Required task 1: Count the lines in the records below that contain the word "puffer", and give only that number.

Selected passage:
One example spiking neural network architecture according to the present disclosure can include one or more (e.g., many) spiking neurons and/or non-spiking neurons. Some or all of the spiking neurons can have the structure and function illustrated in and described with respect to
In some implementations, the neurons of the spiking neural network can be arranged in multiple sequential layers, including, for example, multiple sequential layers that each include spiking neurons (e.g., a “deep” spiking neural network). In one particular example, one or more layers that include spiking neurons can be followed by one or more layers that include non-spiking neurons.
The spiking network can be a feed-forward network, a recurrent network, a convolutional network, or combinations thereof. Connections between neurons in adjacent layers can be structured in an all-to-all configuration and/or in a sparse configuration.
In some implementations, the spiking neural network can encode information in the spike times of spikes that are output by spiking neurons of the network. Thus, the information output of a neuron can be encoded in its spike time, which depends on the timings and weights of presynaptic neurons that caused it to fire. This can enable the network to operate asynchronously. This better models the human brain and enables use of differential equations and backpropagation to adjust the spike timings in the network.

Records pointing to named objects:
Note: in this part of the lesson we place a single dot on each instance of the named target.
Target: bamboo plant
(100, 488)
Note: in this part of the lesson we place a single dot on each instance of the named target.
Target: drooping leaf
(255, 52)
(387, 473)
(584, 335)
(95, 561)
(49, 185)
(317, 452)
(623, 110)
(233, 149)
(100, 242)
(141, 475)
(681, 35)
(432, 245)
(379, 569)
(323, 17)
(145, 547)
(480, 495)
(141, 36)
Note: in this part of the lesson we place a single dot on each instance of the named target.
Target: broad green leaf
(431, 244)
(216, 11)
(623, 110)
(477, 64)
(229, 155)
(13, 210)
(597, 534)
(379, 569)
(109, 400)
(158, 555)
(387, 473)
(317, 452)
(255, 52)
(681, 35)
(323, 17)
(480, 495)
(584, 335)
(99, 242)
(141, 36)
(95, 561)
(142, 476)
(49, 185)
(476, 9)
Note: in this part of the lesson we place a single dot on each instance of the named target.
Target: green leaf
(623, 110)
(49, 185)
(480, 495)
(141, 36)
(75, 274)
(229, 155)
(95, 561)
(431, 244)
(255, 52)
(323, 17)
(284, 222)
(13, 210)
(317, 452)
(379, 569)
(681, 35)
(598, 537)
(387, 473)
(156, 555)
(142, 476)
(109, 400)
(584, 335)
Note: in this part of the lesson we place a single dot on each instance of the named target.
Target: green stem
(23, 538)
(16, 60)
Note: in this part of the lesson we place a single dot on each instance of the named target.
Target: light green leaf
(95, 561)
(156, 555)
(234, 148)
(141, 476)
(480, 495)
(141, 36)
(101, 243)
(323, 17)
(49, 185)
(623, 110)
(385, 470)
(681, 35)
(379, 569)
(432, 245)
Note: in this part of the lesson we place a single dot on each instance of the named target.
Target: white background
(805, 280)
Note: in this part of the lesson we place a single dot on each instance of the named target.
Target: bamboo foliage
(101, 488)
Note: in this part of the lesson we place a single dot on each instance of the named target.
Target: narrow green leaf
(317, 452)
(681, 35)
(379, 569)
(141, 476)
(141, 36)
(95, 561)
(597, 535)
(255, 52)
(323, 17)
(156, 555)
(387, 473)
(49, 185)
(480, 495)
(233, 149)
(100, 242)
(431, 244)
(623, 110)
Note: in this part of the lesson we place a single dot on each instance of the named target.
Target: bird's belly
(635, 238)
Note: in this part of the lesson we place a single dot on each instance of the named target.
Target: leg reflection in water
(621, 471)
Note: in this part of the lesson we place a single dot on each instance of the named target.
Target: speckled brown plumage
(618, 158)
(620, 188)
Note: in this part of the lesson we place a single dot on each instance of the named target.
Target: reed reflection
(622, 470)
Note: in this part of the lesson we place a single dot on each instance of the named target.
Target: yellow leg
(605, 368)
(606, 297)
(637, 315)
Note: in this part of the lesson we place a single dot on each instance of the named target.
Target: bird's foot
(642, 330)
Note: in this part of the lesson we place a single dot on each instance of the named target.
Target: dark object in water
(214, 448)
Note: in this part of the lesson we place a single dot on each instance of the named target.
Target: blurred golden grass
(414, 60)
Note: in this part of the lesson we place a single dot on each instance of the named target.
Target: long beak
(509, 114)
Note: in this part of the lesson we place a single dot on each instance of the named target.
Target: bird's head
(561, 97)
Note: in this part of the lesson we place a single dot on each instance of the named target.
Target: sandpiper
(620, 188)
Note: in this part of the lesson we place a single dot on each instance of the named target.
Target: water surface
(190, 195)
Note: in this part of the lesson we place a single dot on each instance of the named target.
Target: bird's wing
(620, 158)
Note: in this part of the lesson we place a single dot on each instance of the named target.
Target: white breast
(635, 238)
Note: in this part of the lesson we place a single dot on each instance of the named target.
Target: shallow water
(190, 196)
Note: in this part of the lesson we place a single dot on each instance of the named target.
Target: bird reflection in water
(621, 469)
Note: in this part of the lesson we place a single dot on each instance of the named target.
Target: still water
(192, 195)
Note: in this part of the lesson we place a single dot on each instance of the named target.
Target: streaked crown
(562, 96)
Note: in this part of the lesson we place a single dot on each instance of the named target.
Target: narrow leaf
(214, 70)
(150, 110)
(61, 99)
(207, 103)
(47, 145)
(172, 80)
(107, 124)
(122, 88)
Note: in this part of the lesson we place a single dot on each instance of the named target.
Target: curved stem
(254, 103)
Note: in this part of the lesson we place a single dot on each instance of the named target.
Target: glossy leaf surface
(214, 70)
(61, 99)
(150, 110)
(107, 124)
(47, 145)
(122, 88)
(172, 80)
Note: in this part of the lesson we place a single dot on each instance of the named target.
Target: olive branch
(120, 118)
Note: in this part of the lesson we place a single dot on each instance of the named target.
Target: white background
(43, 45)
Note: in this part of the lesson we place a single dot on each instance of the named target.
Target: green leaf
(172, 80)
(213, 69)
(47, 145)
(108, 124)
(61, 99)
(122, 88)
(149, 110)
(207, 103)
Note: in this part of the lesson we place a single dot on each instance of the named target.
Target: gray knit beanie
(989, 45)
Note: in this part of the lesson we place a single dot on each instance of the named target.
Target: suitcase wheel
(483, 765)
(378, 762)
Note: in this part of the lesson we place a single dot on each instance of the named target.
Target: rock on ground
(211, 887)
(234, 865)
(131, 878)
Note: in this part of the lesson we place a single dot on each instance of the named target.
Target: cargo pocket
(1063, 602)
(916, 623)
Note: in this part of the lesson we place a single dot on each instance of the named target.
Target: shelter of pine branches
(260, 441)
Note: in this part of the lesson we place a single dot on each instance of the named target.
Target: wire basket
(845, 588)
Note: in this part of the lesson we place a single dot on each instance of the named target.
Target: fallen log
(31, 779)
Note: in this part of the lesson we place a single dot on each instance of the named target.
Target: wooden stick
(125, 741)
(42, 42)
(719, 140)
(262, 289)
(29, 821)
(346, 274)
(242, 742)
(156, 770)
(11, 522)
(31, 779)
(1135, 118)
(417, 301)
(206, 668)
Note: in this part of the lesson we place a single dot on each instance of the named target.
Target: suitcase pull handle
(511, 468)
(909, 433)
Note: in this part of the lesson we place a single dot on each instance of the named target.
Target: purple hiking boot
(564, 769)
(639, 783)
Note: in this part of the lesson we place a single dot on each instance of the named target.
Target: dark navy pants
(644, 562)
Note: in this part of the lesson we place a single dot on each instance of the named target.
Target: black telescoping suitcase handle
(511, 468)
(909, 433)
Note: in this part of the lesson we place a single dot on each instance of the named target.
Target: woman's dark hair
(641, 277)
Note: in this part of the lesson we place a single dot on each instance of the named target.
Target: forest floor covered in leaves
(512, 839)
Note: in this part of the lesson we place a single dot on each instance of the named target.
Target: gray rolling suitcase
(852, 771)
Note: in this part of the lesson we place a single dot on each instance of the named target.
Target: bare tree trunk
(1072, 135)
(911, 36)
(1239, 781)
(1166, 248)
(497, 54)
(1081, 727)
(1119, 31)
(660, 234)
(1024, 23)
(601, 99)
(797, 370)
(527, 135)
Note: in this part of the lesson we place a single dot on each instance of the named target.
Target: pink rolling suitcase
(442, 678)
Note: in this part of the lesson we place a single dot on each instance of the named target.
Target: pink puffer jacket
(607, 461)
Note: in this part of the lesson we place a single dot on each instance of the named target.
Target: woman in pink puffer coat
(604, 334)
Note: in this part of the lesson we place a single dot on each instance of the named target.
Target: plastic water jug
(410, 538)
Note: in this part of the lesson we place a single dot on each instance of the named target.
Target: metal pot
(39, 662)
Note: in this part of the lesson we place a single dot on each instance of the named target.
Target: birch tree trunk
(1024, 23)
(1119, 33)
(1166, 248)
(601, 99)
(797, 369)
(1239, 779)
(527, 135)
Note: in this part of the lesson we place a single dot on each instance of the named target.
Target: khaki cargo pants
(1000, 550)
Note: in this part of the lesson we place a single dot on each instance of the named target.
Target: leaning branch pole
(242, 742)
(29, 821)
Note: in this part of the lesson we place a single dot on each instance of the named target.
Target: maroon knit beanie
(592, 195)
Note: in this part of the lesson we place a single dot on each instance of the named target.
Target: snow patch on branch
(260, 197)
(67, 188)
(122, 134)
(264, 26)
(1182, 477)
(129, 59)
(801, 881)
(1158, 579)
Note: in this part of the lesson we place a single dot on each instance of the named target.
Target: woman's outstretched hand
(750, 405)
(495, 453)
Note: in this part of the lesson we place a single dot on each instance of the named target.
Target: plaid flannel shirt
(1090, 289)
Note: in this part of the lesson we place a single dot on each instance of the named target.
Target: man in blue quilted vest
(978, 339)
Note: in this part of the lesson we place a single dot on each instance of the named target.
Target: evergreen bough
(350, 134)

Required task 2: From the passage on spiking neural networks above, output the span that begins at the words "The spiking network" and stops after "in the network.", copied without any changes.

Written reply 1: 2

Written reply 2:
The spiking network can be a feed-forward network, a recurrent network, a convolutional network, or combinations thereof. Connections between neurons in adjacent layers can be structured in an all-to-all configuration and/or in a sparse configuration.
In some implementations, the spiking neural network can encode information in the spike times of spikes that are output by spiking neurons of the network. Thus, the information output of a neuron can be encoded in its spike time, which depends on the timings and weights of presynaptic neurons that caused it to fire. This can enable the network to operate asynchronously. This better models the human brain and enables use of differential equations and backpropagation to adjust the spike timings in the network.